* **Your instructions**:
Please list all lines of the material below in which the string "target" occurs.

* **Task input**:
══════════
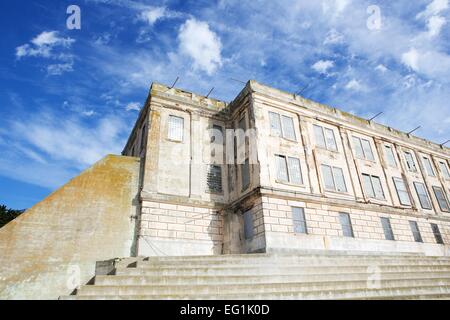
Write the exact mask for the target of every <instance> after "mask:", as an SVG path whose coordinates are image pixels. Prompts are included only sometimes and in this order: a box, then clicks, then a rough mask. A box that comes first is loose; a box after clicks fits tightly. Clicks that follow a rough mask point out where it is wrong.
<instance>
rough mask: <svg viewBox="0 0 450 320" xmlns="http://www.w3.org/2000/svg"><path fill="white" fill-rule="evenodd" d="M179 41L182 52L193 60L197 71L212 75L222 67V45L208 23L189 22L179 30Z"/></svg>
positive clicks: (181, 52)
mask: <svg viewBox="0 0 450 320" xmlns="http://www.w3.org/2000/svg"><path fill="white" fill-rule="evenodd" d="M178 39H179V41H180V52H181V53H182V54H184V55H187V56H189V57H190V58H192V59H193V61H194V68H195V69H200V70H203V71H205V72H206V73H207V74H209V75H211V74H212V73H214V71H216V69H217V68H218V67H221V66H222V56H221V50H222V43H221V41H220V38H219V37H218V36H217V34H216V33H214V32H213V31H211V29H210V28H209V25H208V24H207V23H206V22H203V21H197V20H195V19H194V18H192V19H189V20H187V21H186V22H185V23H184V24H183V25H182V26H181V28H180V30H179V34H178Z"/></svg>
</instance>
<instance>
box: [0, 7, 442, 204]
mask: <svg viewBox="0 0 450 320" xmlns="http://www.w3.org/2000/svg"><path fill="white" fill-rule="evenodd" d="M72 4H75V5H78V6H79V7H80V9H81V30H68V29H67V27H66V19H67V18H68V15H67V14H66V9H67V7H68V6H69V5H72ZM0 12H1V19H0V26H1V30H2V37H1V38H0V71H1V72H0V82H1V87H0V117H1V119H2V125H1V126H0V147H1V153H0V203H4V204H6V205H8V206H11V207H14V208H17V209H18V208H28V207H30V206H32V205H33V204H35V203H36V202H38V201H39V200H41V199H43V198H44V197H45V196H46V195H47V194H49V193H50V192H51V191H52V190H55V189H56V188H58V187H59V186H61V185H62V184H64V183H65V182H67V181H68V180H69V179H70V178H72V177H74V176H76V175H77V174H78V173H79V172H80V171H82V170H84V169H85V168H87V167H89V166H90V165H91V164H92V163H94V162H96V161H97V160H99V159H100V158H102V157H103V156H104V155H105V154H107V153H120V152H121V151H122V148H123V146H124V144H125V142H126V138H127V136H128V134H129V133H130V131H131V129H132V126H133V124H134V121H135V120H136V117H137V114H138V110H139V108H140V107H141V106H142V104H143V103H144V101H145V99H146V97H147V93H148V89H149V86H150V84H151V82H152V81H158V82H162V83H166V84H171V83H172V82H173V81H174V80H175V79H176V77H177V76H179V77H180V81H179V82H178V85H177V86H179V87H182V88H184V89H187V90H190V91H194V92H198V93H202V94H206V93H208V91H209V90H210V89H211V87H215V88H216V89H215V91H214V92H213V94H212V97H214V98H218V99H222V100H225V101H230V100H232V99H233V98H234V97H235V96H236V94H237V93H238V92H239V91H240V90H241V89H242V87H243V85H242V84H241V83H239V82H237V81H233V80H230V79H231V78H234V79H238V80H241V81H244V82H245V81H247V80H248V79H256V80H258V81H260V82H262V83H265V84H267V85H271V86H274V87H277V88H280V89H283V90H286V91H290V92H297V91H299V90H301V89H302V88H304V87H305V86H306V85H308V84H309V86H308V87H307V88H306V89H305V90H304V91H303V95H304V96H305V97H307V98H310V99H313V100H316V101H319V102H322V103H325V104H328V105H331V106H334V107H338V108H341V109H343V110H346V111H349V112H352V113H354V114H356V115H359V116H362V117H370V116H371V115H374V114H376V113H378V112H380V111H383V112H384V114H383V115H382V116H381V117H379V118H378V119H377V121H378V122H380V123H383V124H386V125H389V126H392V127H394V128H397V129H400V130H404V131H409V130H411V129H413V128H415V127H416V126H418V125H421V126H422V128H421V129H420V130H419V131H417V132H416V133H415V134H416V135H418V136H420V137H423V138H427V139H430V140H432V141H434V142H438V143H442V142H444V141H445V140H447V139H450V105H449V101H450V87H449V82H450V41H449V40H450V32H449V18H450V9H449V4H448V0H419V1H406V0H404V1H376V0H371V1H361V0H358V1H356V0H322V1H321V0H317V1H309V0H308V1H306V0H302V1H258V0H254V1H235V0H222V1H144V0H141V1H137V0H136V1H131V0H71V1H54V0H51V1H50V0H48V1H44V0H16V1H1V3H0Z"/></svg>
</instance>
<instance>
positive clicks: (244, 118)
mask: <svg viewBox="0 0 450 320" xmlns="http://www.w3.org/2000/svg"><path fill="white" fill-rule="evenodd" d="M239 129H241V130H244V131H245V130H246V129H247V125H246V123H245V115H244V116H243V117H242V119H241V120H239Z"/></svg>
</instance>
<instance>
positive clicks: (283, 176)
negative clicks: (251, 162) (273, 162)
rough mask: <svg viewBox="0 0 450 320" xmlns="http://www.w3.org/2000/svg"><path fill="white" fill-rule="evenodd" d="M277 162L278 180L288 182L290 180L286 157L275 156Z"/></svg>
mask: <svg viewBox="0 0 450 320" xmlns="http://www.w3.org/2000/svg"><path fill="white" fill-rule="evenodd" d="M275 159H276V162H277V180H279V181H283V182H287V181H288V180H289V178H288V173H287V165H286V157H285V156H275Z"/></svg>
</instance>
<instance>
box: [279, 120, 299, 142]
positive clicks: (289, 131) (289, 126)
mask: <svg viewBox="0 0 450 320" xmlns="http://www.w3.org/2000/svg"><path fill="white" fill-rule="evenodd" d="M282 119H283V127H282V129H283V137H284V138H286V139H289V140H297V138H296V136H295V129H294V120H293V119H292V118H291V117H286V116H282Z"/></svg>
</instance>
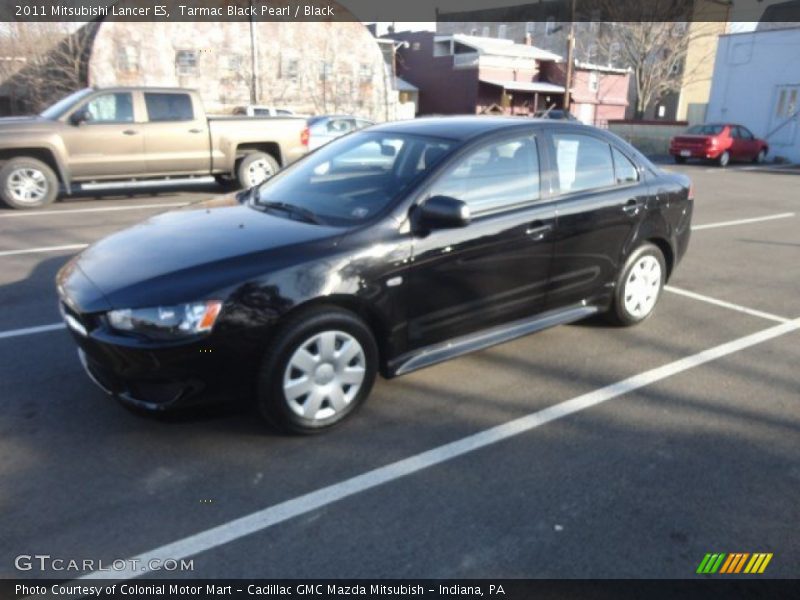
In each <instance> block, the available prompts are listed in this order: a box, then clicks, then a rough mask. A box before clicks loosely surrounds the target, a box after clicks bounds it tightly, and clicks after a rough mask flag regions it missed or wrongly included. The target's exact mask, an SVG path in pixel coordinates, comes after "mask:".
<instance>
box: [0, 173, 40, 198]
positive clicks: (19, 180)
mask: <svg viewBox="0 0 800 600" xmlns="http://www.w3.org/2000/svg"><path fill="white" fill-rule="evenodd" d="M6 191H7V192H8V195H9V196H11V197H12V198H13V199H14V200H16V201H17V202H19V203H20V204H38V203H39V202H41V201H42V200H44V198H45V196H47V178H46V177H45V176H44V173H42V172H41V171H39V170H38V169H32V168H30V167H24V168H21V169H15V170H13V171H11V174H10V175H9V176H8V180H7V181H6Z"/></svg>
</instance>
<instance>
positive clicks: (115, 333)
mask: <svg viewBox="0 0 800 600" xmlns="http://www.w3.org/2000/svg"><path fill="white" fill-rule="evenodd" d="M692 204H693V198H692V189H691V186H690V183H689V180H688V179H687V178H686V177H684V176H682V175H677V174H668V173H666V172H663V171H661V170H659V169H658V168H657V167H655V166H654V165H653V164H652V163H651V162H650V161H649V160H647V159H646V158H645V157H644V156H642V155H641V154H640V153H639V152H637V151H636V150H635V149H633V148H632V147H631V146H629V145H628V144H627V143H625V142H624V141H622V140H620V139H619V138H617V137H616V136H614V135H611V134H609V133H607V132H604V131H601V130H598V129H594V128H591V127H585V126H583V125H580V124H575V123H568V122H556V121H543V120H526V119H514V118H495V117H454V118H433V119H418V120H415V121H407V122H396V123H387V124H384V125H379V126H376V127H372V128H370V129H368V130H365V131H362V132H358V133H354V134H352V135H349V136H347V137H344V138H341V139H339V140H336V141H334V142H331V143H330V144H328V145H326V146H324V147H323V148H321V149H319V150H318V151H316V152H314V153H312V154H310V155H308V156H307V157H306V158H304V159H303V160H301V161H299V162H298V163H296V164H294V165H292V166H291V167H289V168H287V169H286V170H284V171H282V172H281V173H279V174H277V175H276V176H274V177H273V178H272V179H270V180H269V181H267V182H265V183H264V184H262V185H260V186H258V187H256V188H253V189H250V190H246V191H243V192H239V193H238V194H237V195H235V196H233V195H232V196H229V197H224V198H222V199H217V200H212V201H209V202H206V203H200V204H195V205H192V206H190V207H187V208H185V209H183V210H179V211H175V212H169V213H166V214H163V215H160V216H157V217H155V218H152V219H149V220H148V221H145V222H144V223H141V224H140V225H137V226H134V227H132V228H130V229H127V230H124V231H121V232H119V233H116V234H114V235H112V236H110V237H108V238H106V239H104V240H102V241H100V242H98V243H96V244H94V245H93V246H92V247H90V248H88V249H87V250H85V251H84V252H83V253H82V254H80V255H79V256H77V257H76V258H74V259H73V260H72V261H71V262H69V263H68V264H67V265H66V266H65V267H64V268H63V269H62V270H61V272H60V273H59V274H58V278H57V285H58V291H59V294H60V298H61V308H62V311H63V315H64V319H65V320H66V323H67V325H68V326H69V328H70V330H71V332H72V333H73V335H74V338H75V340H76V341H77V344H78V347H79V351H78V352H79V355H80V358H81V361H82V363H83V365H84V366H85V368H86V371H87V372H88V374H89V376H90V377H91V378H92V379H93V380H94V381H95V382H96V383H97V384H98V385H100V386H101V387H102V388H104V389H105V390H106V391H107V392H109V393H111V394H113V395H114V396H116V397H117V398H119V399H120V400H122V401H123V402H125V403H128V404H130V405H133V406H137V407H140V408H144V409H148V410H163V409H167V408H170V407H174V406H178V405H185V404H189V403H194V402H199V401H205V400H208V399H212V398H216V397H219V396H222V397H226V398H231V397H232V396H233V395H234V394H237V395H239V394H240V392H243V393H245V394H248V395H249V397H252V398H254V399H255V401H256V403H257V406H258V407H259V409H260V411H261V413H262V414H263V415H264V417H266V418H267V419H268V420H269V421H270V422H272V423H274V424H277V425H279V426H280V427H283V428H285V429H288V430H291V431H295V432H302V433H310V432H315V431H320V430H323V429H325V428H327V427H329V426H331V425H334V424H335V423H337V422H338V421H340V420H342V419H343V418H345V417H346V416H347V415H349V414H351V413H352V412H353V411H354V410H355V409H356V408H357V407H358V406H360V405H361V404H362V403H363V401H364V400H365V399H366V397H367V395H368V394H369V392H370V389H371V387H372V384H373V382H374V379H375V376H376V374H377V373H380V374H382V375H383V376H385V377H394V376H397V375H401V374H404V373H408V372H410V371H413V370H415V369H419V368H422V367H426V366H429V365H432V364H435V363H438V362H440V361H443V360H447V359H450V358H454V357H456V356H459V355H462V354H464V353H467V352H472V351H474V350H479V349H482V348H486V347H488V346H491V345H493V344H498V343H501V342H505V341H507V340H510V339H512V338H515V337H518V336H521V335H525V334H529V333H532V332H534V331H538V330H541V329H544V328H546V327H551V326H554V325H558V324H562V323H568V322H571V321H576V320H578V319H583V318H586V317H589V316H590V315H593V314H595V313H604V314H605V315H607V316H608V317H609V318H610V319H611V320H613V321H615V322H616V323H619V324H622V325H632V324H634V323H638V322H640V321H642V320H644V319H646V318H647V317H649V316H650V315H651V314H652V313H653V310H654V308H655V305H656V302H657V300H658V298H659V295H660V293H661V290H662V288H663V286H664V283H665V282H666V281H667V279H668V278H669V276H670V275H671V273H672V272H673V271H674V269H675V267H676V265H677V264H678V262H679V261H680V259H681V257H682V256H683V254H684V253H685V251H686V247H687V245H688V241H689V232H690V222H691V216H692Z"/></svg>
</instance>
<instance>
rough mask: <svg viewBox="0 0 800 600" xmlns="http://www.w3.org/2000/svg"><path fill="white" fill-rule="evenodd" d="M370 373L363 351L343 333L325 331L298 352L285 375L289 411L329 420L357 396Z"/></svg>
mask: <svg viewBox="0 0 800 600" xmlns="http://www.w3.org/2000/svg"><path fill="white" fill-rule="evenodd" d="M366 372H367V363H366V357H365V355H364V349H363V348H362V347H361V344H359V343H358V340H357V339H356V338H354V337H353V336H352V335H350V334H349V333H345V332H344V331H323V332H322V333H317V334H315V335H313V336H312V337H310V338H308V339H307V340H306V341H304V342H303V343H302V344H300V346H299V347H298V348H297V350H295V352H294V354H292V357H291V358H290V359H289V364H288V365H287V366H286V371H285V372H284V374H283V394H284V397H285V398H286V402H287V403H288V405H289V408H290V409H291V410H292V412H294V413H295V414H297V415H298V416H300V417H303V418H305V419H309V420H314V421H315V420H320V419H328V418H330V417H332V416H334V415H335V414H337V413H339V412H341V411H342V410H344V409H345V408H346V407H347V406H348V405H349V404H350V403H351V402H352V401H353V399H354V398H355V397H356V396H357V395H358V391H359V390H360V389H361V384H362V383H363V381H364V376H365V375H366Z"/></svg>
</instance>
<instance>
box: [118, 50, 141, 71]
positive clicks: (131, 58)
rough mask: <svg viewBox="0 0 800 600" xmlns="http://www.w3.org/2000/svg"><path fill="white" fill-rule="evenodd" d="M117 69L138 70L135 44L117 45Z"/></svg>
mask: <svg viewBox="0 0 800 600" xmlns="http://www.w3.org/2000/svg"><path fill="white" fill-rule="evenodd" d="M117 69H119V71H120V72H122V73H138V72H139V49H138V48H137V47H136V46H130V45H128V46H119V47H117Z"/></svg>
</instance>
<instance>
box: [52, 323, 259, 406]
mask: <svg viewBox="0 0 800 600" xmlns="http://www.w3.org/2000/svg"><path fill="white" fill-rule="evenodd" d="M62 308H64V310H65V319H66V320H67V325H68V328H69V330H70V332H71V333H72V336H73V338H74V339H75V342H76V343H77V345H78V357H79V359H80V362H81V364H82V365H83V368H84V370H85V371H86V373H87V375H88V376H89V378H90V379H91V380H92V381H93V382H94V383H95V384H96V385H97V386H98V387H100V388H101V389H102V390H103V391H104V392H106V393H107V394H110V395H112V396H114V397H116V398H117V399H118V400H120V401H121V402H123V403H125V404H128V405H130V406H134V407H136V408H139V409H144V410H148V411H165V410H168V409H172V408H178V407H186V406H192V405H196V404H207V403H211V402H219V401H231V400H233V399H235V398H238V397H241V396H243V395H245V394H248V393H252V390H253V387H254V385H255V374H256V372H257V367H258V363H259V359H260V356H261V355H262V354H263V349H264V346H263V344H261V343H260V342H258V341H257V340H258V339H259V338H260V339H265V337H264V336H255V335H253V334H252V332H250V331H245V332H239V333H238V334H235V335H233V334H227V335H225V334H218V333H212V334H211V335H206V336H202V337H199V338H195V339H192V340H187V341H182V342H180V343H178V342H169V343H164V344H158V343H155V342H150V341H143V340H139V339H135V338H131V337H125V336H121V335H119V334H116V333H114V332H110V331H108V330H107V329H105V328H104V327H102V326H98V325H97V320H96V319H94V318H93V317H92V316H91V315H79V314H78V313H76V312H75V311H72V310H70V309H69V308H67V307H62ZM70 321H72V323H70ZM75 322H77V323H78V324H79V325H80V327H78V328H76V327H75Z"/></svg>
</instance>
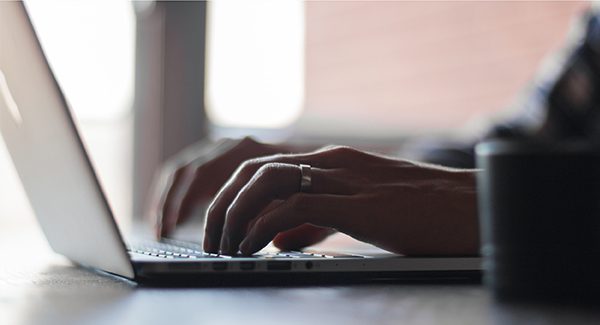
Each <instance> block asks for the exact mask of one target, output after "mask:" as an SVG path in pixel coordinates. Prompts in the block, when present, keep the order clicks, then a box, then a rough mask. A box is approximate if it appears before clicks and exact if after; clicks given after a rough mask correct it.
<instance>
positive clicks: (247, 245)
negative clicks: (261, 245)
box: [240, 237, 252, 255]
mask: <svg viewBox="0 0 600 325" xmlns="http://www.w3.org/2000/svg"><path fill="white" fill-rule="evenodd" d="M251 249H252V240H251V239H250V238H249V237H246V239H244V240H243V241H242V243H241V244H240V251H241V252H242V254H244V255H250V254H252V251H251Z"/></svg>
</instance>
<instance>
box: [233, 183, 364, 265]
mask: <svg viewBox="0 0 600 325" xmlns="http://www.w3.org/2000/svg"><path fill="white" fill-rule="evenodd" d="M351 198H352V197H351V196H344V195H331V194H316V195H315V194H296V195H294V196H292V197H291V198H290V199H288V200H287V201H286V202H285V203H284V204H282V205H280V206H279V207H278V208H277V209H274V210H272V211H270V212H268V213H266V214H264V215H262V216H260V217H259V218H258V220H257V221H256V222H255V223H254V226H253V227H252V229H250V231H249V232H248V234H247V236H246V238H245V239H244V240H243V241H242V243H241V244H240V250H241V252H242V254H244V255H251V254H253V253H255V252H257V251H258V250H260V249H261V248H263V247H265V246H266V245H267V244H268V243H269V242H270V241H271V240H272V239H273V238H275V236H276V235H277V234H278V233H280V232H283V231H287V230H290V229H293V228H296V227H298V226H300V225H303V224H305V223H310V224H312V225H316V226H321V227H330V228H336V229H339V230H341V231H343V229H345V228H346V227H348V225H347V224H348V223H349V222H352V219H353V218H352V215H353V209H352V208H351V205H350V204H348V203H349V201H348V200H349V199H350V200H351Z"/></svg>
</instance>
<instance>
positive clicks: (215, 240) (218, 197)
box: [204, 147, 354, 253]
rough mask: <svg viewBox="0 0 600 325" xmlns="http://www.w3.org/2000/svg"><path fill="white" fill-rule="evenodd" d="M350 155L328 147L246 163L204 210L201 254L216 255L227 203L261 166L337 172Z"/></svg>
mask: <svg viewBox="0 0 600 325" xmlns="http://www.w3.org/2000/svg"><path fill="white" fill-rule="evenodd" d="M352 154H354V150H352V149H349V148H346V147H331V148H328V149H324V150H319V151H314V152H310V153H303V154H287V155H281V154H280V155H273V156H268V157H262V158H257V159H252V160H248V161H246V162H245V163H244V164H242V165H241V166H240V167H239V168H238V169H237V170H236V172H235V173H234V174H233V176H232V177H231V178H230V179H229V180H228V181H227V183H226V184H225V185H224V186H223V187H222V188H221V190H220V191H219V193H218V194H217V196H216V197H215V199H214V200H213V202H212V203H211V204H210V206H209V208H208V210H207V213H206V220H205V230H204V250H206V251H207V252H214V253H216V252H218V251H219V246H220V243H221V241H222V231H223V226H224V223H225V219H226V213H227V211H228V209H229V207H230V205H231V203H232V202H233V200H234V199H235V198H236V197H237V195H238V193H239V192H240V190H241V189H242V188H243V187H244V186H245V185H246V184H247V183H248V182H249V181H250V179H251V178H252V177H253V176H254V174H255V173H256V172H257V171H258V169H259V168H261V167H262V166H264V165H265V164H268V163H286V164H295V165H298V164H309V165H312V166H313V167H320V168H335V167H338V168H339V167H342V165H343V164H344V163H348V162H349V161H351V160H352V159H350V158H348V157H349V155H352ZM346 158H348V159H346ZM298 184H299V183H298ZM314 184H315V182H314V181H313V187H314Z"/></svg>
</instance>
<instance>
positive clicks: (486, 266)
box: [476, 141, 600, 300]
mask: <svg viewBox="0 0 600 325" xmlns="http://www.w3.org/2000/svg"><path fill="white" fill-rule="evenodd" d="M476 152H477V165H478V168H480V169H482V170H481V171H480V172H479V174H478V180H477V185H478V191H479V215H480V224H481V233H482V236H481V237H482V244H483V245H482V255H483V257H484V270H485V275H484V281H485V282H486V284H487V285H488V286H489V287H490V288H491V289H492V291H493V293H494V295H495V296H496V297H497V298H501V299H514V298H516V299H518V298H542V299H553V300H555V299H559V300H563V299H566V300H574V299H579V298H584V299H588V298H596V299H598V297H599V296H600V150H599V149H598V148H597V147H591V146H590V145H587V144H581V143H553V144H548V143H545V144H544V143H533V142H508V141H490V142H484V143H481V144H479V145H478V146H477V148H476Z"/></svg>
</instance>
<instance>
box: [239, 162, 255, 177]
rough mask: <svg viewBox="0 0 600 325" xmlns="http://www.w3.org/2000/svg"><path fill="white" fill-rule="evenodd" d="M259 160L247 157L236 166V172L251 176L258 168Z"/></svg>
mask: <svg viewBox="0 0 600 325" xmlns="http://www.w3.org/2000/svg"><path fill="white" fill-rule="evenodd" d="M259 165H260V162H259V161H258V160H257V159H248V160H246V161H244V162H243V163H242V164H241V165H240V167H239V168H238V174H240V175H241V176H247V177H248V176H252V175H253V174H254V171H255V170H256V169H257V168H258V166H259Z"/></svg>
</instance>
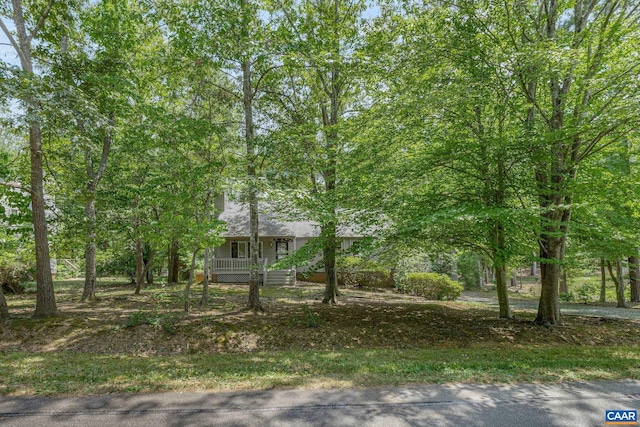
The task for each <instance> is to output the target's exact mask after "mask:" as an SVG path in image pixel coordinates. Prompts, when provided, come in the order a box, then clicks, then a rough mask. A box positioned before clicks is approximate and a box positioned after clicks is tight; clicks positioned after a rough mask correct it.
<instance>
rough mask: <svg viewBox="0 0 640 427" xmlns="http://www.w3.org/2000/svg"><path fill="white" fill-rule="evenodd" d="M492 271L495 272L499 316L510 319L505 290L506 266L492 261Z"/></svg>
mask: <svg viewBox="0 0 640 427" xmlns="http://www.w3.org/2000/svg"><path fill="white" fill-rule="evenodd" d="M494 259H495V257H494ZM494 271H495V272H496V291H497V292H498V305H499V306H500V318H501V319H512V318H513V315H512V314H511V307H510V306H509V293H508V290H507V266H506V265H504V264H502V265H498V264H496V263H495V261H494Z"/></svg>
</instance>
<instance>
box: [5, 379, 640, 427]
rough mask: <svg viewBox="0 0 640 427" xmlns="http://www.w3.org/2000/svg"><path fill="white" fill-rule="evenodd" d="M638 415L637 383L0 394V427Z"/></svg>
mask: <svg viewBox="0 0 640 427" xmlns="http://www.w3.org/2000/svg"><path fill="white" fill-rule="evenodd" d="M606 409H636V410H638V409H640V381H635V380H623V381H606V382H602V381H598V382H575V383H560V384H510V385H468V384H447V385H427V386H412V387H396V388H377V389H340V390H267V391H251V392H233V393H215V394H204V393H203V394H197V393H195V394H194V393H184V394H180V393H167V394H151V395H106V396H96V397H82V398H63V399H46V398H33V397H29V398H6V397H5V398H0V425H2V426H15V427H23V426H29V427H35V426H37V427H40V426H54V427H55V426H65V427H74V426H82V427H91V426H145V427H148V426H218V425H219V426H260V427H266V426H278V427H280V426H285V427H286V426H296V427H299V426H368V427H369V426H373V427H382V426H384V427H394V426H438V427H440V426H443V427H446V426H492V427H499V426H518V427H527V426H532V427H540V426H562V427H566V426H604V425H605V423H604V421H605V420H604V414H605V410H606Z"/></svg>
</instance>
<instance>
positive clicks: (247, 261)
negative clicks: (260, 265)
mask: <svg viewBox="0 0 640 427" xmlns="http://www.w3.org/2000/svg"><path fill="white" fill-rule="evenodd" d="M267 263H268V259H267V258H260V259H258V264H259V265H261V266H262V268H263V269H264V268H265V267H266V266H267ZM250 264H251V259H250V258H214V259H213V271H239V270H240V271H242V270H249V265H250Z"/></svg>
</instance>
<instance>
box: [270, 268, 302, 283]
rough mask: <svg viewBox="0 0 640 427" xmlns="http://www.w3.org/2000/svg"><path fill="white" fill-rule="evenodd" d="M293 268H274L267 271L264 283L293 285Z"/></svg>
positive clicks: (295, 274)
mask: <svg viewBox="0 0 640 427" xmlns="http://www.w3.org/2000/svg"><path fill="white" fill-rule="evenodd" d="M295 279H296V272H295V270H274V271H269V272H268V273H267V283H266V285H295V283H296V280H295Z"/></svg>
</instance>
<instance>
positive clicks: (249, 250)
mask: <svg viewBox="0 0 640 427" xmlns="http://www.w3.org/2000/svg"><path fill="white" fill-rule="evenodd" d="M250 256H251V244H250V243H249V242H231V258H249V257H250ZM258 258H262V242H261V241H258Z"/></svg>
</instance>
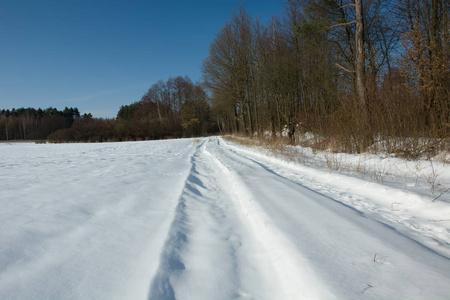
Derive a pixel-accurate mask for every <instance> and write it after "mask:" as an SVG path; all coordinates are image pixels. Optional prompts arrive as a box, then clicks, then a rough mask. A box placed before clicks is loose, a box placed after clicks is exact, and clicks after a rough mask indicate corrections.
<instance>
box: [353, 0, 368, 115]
══════════
* **The answer**:
Write the exact mask for the target of every <instance> after "mask:", as an SVG path whose coordinates are image pixels. Prompts are included only sometimes and in this order: a box, then clicks, then a rough mask. A box that comes first is loose; a box after clicks fits tightly. Clicks that follow a rough mask point out where it is wrong.
In each <instance> block, the available prompts are listed in this order: a box, then clicks, then a rough mask. A box before clicks loosely surrounds the target, a box after clicks bounds it tightly, and clicks after a rough mask flag regions it missed or wrongly included. The target's exact mask, an SVG path in pixel coordinates, comes after "mask:".
Each <instance> block asks for the exact mask of one target, output after "mask:" as an SVG path in pixel coordinates. Prompts in the block, when present, keep the order clicks, then a box, then a rough mask. A box is approximate if it appears before clicks and exact if after; clicks given after a rough mask correct it.
The task for each <instance> is to output the target's exact mask after "mask:" as an SVG path in image pixel coordinates. Prompts, when provided, come in the order a box, then clicks, then a rough mask. A box positioned before clicks is approximate and a box positioned after clicks is tight; clicks positioned after a rough mask correct it.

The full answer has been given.